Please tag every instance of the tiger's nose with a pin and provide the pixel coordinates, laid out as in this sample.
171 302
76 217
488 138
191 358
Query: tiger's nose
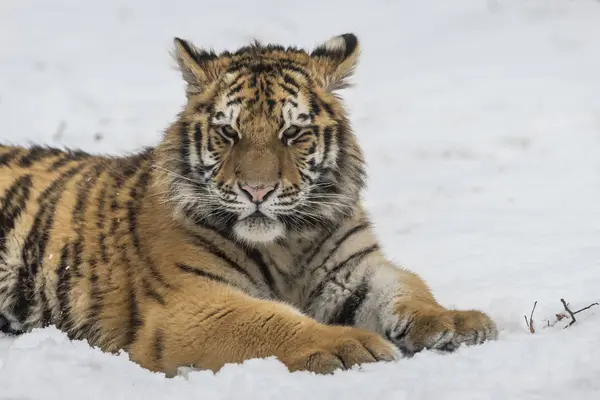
257 193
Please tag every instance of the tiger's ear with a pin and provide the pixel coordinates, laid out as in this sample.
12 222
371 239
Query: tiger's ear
197 66
334 61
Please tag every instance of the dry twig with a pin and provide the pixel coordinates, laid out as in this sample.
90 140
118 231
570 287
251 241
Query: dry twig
572 314
530 321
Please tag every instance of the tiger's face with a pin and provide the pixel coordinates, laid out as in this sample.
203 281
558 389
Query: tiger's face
263 145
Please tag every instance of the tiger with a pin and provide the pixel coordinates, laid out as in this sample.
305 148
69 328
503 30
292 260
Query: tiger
240 235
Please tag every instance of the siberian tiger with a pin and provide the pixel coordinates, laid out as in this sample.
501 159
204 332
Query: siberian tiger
240 235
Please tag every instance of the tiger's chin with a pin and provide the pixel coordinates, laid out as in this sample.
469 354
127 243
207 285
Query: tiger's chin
258 229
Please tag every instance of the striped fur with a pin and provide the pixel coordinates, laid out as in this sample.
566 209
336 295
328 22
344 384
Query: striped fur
169 255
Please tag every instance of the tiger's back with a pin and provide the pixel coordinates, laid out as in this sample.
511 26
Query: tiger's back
67 232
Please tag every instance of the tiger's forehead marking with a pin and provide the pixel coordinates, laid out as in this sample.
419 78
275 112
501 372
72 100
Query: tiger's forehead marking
236 105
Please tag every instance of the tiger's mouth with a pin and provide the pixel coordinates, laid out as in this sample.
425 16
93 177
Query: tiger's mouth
256 216
259 228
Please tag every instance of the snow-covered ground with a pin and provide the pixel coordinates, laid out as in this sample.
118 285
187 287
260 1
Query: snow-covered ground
481 124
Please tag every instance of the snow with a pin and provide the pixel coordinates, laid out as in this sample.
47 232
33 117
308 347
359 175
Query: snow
481 125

|---|

◆ What the exercise asks
The entries above must be output exactly, with every image left out.

◆ Finished task
Please tag every instance of the tiger's nose with a pin and provide the pixel coordinates, laid out as in this sample.
171 302
76 217
488 138
191 358
Query: tiger's nose
257 193
Please tag every instance of the tiger's ear with a pin and provide the pixel coordinates, laid out as in this sample.
12 222
371 239
Query: tiger's ear
197 66
334 61
Please tag every instance of the dry twig with a pin and provide the pixel coordinates, laid out as in this sample.
90 140
118 231
570 287
251 241
Query: dry twig
572 314
530 321
Please tag every instance of the tiger's face with a pin and provide the pixel coordinates, laid out as in this sample.
203 281
558 389
Query: tiger's face
263 145
Please tag every instance of the tiger with a pin and provide the pixel coordinates, laid out as in this sample.
305 148
69 328
503 30
292 260
Query: tiger
240 235
Please tag every instance of the siberian tiger with a pin and provide the pixel coordinates, laid out as in this sample.
501 159
204 332
Query: siberian tiger
240 235
Please tag every instance of the tiger's chin with a pin and provide the pixel coordinates, laid out as in this sample.
469 354
127 243
207 285
Query: tiger's chin
258 229
Please tag every instance of the striped fur with a pin and provide the pixel coordinates, laid out as in this sample.
566 209
336 295
328 22
344 384
Query: striped fur
169 255
Please tag every instance of the tiger's back with a pin and provide the pixel coordinates, laid out as in this sample.
511 26
Query: tiger's back
67 232
Please tag every instance of the tiger's forehead marking with a pin and provide the pixel coordinates, laid out as in this sample.
419 78
275 112
501 372
72 100
Query: tiger's forehead marking
236 105
Please tag every instance of the tiger's mouth with a pin and provide the pixel coordinates, laid out as in this sample.
425 16
93 177
Query: tiger's mouth
256 216
259 228
Please tag every instance of the snow-covered ground with a pin and provide the pixel coordinates, laid out as in this sample.
118 285
187 287
260 1
Query: snow-covered ground
481 124
Please tag every instance of the snow with a pin and provide the pixel coordinates, laid out as in this sample.
47 232
33 117
308 347
359 175
Query: snow
481 125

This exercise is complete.